====== Document segment ======

Myanmar's neo-Nazi Racism as both a Cultural Subconscious and a Governmental Policy

"According to our government, we don't have a policy of discrimination based on religion or race".
 -- Myanmar President and Ex-General Thein Sein, CNN Interview, 20 May 2013




One thing racist will never admit to is the fact that they ARE racist.

The same thing can be said of the genocidists and ethnocidists, that is, slaughterers of (other) peoples and masses masses and killers of ethno-cultures (as opposed to class cultures), respectfully.

In the case of the Rwanda genocide, some Tutsi would say 'they (Tutsi) just committed mass suicide'.

 

One of the most wonderful things about Burma's anti-Muslim racism is this:

the countrywide racists do not know, or admit to,the fact they are racists and that racism is sick, a mental and societal disease with dire consequences for the (ethic, cultural and religious) Other.

A racist may become aware of the fact that he or she is racist and that it's bad. But it is another matter whether or not he or she attempts to detox him- or herself.

====== Extracted material ======

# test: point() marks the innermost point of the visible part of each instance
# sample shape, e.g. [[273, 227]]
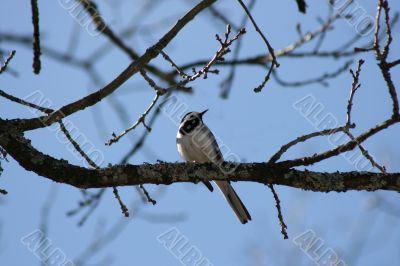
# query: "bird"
[[196, 143]]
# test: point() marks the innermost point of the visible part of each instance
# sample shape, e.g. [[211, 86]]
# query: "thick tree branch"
[[167, 173]]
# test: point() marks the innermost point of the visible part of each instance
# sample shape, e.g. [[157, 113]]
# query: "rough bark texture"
[[167, 173]]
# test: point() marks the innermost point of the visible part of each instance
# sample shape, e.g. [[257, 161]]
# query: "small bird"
[[196, 143]]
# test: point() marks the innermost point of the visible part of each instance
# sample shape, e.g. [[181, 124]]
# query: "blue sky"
[[358, 226]]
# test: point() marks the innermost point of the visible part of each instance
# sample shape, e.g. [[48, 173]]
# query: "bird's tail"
[[234, 201]]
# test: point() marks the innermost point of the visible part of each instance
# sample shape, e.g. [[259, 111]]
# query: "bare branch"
[[7, 61], [36, 37]]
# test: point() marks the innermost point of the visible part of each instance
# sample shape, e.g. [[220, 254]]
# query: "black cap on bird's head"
[[193, 115]]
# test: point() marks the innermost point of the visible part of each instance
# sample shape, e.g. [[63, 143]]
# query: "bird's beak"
[[202, 113]]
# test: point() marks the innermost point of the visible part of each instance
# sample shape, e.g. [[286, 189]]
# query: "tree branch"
[[133, 68], [167, 173]]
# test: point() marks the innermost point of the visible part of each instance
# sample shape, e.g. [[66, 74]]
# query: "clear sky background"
[[361, 227]]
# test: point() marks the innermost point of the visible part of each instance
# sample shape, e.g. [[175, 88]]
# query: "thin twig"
[[270, 49], [354, 87], [5, 64], [36, 37], [280, 216]]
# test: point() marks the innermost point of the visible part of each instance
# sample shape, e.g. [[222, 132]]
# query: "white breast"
[[198, 146]]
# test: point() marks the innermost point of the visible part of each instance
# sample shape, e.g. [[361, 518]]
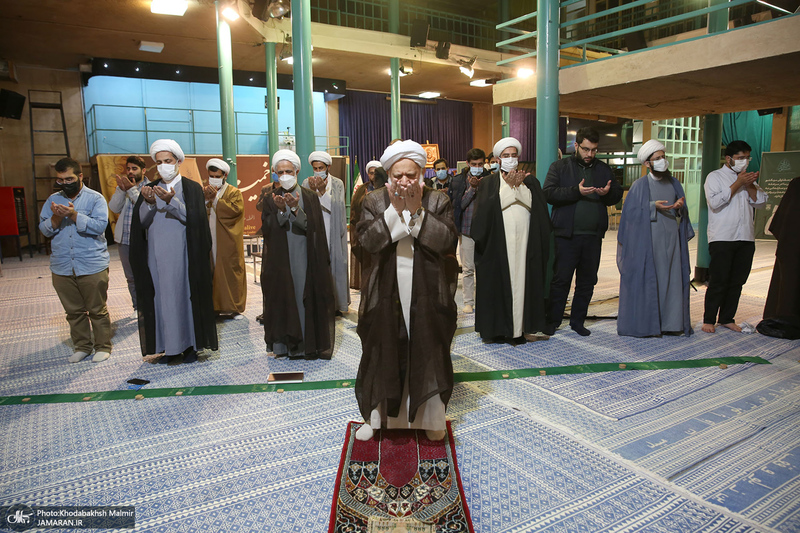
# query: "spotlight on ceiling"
[[278, 9], [467, 67], [169, 7]]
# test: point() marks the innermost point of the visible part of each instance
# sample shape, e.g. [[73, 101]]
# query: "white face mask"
[[167, 172], [509, 163], [739, 165], [660, 165], [288, 181]]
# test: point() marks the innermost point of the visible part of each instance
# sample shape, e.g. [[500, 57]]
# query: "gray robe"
[[168, 262], [337, 243]]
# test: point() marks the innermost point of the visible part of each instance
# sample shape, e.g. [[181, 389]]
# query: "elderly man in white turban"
[[512, 244], [226, 220], [171, 260], [330, 190], [296, 279], [580, 189], [653, 252], [406, 375]]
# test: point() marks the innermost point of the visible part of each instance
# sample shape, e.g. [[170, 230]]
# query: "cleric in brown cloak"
[[296, 279], [360, 262], [783, 298], [407, 316], [171, 260]]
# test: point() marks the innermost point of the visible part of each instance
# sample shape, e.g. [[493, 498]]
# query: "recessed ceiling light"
[[151, 46], [169, 7]]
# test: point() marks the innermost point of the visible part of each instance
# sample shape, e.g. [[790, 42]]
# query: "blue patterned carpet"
[[715, 451]]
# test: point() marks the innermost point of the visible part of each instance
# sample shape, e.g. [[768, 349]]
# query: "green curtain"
[[752, 128]]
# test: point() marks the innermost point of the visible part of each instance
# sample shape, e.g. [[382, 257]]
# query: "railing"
[[607, 30], [197, 131], [374, 15]]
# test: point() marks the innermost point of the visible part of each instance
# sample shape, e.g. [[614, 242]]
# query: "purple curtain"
[[365, 118]]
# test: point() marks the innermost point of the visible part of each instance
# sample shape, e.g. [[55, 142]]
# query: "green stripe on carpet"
[[348, 383]]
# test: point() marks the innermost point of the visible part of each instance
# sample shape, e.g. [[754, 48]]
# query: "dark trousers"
[[578, 255], [731, 262]]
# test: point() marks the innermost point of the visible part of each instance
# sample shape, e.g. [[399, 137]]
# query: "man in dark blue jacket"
[[580, 188], [462, 195]]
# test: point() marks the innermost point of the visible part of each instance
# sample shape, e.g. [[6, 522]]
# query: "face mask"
[[288, 181], [167, 172], [509, 163], [660, 165], [71, 189]]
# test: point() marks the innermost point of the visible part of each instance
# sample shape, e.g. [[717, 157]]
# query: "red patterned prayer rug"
[[398, 481]]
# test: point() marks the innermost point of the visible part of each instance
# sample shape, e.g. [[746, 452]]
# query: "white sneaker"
[[77, 357]]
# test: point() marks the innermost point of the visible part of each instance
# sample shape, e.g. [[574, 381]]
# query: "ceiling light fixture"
[[169, 7], [467, 67], [278, 9], [151, 46]]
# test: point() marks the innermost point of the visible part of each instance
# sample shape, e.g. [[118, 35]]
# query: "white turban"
[[220, 164], [404, 150], [649, 148], [504, 143], [167, 145], [322, 157], [285, 155]]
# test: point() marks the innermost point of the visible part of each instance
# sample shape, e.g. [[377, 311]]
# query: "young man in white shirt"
[[732, 194]]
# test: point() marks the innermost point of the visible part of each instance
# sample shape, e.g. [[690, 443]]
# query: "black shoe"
[[580, 330]]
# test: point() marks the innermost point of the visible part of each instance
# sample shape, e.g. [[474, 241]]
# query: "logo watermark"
[[24, 517]]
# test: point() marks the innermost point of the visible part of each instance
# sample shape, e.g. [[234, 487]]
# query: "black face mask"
[[71, 189]]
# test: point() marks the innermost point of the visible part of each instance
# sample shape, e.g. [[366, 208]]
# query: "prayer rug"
[[399, 481]]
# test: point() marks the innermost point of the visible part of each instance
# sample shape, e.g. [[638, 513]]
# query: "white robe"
[[516, 206]]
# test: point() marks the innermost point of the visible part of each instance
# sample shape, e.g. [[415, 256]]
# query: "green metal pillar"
[[225, 59], [547, 47], [272, 98], [394, 27], [301, 70], [712, 144]]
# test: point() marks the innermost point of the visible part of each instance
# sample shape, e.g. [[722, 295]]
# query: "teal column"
[[272, 98], [712, 144], [301, 70], [394, 27], [547, 48], [225, 59]]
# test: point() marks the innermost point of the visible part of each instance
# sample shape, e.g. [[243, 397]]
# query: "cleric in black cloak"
[[653, 252], [171, 260], [511, 230], [783, 299], [296, 279], [407, 316]]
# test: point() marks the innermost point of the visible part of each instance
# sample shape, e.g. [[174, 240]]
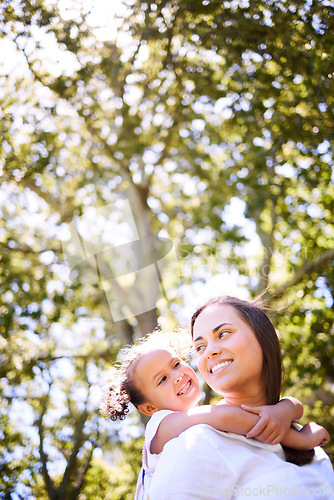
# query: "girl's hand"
[[315, 435], [272, 426]]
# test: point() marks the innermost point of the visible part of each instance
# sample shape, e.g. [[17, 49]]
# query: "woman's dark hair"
[[253, 314]]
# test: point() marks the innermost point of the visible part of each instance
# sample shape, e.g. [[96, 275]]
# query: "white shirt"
[[206, 464]]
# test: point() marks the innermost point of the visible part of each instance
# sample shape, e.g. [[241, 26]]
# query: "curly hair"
[[120, 387]]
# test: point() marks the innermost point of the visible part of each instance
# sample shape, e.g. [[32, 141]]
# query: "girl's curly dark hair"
[[120, 387]]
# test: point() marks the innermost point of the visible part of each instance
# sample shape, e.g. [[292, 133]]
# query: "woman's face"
[[229, 355]]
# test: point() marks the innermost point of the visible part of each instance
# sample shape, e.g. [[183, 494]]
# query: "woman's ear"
[[147, 409]]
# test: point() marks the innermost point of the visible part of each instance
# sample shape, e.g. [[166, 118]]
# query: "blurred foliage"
[[215, 121]]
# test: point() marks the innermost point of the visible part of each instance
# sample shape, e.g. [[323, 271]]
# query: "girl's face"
[[229, 355], [166, 382]]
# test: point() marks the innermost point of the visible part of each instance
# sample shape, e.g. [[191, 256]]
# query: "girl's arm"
[[229, 418], [275, 419]]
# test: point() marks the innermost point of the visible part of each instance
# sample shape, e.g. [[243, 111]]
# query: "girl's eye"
[[162, 379]]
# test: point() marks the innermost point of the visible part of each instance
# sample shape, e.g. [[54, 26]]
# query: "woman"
[[239, 356]]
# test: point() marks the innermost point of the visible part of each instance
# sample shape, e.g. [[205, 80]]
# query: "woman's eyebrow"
[[219, 326], [214, 330]]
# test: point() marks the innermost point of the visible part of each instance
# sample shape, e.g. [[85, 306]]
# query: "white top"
[[206, 464]]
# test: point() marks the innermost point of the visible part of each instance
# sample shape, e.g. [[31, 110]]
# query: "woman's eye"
[[162, 380], [223, 333]]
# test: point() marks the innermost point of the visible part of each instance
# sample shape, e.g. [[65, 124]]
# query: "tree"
[[212, 125]]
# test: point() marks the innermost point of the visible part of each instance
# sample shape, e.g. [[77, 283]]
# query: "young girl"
[[161, 385]]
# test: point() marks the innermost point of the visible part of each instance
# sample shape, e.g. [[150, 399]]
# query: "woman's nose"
[[212, 351]]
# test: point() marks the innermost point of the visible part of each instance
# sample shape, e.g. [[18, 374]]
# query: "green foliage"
[[215, 121]]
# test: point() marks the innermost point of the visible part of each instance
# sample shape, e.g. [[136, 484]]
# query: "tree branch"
[[50, 488]]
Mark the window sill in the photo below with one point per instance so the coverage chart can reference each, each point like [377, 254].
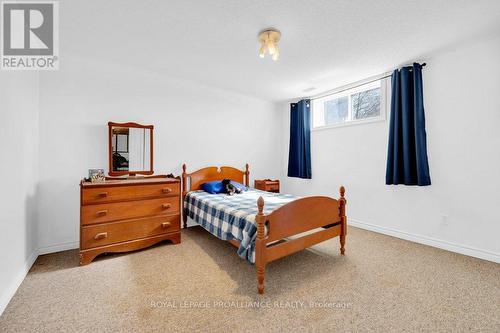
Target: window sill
[349, 123]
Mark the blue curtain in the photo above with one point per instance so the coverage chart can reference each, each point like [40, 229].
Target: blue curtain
[299, 157]
[407, 154]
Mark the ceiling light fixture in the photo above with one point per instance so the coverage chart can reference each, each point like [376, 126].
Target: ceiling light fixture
[269, 40]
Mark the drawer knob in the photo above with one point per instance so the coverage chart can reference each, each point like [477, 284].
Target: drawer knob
[101, 235]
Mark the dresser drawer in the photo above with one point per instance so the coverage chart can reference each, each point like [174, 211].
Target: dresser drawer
[115, 232]
[121, 193]
[100, 213]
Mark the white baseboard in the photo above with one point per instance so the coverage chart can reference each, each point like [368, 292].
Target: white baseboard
[9, 292]
[445, 245]
[58, 248]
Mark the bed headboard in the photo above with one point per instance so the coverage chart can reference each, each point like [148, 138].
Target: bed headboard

======

Activities –
- 1) Copy the passage of the commentary on racism in Myanmar that opens with the words containing "the countrywide racists" and closes with "him- or herself.".
- 2) Summarize the commentary on racism in Myanmar in two sentences.
- 3) Write the next part of the commentary on racism in Myanmar, picking up after its final sentence.

List of answers –
- 1)
the countrywide racists do not know, or admit to,the fact they are racists and that racism is sick, a mental and societal disease with dire consequences for the (ethic, cultural and religious) Other.

A racist may become aware of the fact that he or she is racist and that it's bad. But it is another matter whether or not he or she attempts to detox him- or herself.

- 2) The commentary opens with a 2013 statement by Myanmar President Thein Sein denying that the government has a policy of discrimination based on religion or race, and it argues that racists, like perpetrators of genocide and ethnocide, will never admit to being racist. It holds that Burma's anti-Muslim racists do not know or admit that they are racists or that racism is a mental and societal disease, and it adds that a racist who becomes aware of this may or may not attempt to detox.

- 3)
Like a cancer racism is usually terminal.

Cancer may be cured and one may be cleared.

But racism is a harder internal mental and societal disease for which one (and the whole of society) needs to be placed on long-term remedial regime - such as anti-racism programs, changes in laws and institutional behavior, punitive and disciplinary regimes, intelligent attempts at genuine cultural transformation, public discussions and debates, etc. That's why, even the western-educated 'Myanmarese' with significant exposure to multicultrualist worldviews evidently succumb to Myanmar neo-Nazi racism.



Dr Yin Yin Nwe, the Cambridge-educated geologist, ex-daughter in law of the late dictator Ne Win, former country representative of UNICEF in China, President Thein Sein's Inquiry Commission member investigating the violence in Rakhine state, explaining why she endorses a version of eugenic, namely 'voluntary' population control of poor, un-educated Rohingya women whom she calls "Bengali", a popular and official racist reference to the Rohingyas of Burma,

The Voice of America Burmese (12 May 2013)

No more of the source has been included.